** Opening TEXT EXCERPT block **

General Description

Considering the gene expression process, we can divide the process into two major sections, protein synthesis and protein degradation.

Assumption 1: Protein synthesis and degradation are deterministic processes in the system.

Therefore, we can derive following equation:

$\frac{d[P]}{dt} = v_{ProteinSyn} - \beta P$

where in this equation, $[P]$ represents the concentration of the protein, while the $v_{synthesis}$ represents the velocity of the synthesis and $\beta$ represents the degradation rate of the protein.

While focusing on the synthesis of the protein, it can be divided into transcription, translation and degradation of mRNA.

Assumption 2: Protein Synthesis is considered to be the process of transcription, translation and mRNA degradation.

Thus, we can get these expressions:

$v_{ProteinSyn} = k_{TL}[mRNA]$

$\frac{d[mRNA]}{dt} = v_{mRNASyn} - \delta[mRNA]$

If transcription factor (TF) is an activator that increases the production of the protein, $P$, then the rate of production of $P$ will be proportional to the fraction of the factors that are bound, $\theta$. If TF is a repressor, then the rate will be
proportional to $(1 − θ)$. $\delta$ is the degradation constant of mRNA. (Chandran D et al., 2008)

$v_{mRNASyn}$ can be represented by the transcriptional constant $k_{TC}$ and the fraction of TF that are bound:

$v_{mRNASyn} = k_{TC}\theta$

if the TF is the activator, while

$v_{mRNASyn} = k_{TC}(1-\theta)$

if the TF is the repressor.

As a whole, the kinetic equations of a protein is:

$\frac{d[P]}{dt} = k_{TL}[mRNA] - \beta [P]$

$\frac{d[mRNA]}{dt} = k_{TC}\mathcal{F^{+-}} - \delta[mRNA]$

$\mathcal{F^{+-}}=\left\{ \begin{aligned} & \theta \quad\quad\quad, \text{activator} \\ & (1-\theta) \quad, \text{repressor} \\ \end{aligned} \right.$

Hill-Langmuir Equation

Hill function is widely used in describing the interaction between promoter and its transcription factor. (Goldenfeld N et al., 2007)

A useful function that describes many real gene input functions is called the Hill function. The Hill function can be derived from considering the equilibrium binding of the transcription factor to its site on the promoter.

** Closing TEXT EXCERPT block **

▶ [THE PROBLEM]:
Say whether each statement agrees with the gene expression text, answering yes or no and quoting the text's deciding words. 1. Protein synthesis and degradation are treated as deterministic processes. 2. δ stands for the degradation rate of the protein. 3. The Hill function can be derived from the equilibrium binding of the transcription factor to its site on the promoter. The listing is separate material and has no connection to the gene expression text.

** Opening GIVEN DATA block **

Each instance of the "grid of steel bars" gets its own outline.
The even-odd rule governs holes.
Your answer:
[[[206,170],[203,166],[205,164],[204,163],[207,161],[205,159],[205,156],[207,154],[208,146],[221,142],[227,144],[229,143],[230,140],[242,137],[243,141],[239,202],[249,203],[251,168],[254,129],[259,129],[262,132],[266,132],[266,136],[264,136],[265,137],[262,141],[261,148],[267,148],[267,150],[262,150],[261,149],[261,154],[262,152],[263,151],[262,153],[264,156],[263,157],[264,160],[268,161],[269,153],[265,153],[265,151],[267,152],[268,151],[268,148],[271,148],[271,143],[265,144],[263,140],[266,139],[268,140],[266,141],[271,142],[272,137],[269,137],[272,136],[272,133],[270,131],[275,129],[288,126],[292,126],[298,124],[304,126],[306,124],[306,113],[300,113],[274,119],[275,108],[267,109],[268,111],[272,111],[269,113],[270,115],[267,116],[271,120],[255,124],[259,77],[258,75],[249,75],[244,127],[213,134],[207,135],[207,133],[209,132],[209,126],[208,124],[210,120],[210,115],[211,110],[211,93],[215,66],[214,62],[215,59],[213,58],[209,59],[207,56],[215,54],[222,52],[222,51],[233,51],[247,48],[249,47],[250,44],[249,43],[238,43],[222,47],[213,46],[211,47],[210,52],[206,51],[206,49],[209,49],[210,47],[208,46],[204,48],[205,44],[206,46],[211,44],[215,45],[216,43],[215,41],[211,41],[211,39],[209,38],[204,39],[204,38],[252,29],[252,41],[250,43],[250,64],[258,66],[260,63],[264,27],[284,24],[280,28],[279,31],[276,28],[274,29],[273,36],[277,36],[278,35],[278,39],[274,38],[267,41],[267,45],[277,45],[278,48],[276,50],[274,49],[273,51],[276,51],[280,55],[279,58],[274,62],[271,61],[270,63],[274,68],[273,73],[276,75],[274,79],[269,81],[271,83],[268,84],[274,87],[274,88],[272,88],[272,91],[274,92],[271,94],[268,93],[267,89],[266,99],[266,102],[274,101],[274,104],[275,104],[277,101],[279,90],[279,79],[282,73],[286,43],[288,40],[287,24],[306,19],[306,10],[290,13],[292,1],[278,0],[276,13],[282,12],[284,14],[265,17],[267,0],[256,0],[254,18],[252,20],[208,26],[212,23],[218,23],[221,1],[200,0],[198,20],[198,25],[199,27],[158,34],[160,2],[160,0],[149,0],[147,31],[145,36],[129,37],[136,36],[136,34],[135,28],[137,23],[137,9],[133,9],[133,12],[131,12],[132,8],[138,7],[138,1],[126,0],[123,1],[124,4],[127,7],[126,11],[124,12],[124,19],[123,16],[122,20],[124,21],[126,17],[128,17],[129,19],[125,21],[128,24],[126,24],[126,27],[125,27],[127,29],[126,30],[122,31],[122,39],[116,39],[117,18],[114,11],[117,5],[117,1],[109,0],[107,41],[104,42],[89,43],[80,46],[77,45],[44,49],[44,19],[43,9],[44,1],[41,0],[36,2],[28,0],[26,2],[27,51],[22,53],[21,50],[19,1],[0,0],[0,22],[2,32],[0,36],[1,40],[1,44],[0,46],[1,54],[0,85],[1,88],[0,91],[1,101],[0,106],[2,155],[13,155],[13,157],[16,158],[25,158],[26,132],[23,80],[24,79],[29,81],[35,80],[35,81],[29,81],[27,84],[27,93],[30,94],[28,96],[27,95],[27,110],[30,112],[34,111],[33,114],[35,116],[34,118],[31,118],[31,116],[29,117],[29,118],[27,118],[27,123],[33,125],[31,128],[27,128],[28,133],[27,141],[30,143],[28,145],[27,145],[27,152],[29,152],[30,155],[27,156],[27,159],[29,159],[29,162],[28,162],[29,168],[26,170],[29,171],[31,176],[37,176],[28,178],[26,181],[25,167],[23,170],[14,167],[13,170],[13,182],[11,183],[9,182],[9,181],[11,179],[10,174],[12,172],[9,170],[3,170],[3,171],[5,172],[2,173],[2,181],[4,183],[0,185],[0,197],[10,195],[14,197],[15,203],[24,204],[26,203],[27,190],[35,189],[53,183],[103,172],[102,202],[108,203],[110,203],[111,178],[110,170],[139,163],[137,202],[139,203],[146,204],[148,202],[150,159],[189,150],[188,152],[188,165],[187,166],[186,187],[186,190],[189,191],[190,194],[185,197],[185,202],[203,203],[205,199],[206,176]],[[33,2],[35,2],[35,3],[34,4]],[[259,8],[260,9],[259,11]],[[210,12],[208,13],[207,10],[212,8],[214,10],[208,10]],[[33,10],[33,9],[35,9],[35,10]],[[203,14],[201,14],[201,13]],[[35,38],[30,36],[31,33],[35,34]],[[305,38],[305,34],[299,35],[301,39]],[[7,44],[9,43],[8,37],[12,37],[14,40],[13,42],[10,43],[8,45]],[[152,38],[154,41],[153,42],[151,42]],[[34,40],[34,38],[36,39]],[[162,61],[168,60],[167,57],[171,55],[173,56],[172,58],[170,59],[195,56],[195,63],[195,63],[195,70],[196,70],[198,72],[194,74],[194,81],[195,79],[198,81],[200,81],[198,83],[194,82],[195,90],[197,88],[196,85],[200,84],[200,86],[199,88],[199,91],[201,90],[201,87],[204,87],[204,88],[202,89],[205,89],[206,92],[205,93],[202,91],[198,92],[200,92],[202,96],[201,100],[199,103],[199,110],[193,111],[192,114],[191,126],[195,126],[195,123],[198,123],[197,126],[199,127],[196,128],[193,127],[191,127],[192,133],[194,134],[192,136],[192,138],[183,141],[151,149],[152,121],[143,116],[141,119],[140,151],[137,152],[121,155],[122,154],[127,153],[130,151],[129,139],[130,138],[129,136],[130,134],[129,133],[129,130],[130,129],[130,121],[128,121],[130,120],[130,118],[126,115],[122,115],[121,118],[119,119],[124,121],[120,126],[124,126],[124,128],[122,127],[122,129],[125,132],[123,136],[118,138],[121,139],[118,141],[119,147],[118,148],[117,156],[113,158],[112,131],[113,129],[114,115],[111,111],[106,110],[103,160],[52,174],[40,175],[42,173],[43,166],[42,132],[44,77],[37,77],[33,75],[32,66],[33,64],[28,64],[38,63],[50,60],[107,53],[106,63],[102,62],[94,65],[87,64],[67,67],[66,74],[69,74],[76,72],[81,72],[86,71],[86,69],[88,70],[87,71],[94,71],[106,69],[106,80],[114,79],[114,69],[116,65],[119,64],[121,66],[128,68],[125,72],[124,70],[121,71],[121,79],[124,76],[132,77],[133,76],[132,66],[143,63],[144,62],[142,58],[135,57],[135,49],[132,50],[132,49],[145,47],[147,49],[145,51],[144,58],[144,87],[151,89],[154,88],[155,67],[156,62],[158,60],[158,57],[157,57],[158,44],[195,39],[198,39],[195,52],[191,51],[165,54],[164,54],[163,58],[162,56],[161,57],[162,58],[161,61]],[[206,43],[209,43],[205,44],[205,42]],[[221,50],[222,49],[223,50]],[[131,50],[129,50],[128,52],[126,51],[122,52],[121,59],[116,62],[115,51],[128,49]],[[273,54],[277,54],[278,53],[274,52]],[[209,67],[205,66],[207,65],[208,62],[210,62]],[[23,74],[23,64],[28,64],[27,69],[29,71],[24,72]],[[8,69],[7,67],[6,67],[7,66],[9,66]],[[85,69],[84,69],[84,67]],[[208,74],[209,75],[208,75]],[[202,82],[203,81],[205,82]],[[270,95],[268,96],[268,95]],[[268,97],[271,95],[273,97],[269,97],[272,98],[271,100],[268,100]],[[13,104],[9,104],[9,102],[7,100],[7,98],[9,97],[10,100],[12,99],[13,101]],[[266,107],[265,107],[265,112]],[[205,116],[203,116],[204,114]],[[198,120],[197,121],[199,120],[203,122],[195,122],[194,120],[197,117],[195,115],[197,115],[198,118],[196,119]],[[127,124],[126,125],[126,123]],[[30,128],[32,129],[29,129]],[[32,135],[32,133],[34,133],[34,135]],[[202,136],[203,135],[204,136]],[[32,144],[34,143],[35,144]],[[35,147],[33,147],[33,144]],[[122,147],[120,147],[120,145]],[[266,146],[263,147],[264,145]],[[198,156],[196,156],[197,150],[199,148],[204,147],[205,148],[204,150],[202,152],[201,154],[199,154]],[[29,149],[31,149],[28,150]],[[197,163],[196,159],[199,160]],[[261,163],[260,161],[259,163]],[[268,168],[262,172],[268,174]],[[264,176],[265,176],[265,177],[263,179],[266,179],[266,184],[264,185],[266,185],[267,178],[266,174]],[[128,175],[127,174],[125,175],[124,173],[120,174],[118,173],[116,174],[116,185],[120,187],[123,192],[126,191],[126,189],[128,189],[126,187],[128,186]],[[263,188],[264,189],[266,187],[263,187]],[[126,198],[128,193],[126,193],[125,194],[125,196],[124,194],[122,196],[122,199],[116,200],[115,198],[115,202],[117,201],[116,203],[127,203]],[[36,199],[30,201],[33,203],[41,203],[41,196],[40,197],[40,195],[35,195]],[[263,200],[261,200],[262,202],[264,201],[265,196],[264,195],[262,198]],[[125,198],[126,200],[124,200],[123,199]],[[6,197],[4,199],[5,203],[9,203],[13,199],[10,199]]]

** Closing GIVEN DATA block **

▶ [PROBLEM SOLUTION]:
1. Yes: "Assumption 1: Protein synthesis and degradation are deterministic processes in the system."
2. No: "$\delta$ is the degradation constant of mRNA."
3. Yes: "The Hill function can be derived from considering the equilibrium binding of the transcription factor to its site on the promoter."